What is expected |
Recast the lines below as a numbered list, starting at the line that contains "like point(256, 232)?" and ending at the final line. Leave out any blank lines and include nothing else.

Data supplied |
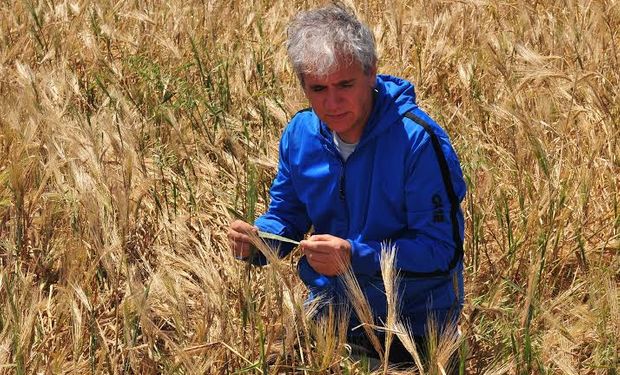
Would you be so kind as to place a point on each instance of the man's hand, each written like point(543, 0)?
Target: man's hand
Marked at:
point(238, 238)
point(327, 254)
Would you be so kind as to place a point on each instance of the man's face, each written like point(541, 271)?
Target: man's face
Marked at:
point(342, 99)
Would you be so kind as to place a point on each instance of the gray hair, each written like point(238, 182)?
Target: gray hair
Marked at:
point(321, 40)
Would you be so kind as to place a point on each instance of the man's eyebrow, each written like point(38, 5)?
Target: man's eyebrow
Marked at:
point(345, 81)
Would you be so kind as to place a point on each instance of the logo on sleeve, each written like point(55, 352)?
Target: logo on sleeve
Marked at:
point(438, 216)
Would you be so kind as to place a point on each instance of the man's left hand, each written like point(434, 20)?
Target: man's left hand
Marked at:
point(327, 254)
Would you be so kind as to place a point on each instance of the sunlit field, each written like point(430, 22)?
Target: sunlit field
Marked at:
point(132, 133)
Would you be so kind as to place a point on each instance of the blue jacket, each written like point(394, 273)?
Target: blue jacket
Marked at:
point(390, 189)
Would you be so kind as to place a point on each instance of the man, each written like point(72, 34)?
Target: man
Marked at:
point(364, 165)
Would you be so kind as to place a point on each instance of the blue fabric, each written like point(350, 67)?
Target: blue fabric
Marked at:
point(389, 190)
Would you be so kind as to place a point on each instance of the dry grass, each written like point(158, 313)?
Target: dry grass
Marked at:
point(130, 131)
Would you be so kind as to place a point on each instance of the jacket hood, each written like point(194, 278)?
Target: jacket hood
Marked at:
point(393, 98)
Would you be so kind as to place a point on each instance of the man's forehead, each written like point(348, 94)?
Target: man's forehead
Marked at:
point(340, 74)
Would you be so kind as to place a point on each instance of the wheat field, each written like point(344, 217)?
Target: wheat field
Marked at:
point(132, 133)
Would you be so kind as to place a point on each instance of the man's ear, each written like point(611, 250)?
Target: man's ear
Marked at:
point(372, 76)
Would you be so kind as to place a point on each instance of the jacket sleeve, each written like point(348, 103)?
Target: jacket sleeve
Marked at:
point(286, 215)
point(428, 245)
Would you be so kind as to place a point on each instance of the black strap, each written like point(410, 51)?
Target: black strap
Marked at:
point(454, 201)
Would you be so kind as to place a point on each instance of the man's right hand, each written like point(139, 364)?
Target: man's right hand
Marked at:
point(238, 238)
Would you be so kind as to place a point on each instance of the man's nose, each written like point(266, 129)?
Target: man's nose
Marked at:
point(332, 100)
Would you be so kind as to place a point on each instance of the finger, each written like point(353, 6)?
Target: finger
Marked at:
point(314, 246)
point(321, 237)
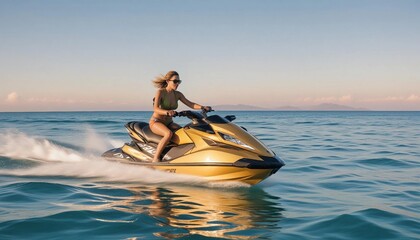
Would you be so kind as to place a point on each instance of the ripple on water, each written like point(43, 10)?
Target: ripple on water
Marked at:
point(383, 162)
point(366, 224)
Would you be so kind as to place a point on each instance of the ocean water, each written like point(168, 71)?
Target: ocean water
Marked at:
point(348, 175)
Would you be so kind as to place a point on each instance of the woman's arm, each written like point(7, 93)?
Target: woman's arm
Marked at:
point(156, 107)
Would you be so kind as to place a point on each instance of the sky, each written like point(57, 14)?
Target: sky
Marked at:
point(77, 55)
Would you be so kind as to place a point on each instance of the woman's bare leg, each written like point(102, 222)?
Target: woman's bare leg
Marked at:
point(160, 129)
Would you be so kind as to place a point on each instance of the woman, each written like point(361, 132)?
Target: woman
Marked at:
point(164, 105)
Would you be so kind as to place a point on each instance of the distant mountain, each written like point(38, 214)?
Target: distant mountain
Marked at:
point(288, 108)
point(333, 107)
point(320, 107)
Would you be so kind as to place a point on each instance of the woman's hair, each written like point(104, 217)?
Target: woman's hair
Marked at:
point(160, 81)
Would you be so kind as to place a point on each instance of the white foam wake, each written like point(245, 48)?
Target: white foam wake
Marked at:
point(19, 145)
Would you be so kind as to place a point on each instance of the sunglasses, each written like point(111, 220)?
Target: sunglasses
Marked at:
point(176, 81)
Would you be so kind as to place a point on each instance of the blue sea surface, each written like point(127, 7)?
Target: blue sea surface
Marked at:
point(348, 175)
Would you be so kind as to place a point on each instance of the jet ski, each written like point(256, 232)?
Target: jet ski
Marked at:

Finished exercise |
1. Would you be so kind as to place a point on each instance of the jet ski, each written like point(256, 232)?
2. Target: jet ski
3. Marked at:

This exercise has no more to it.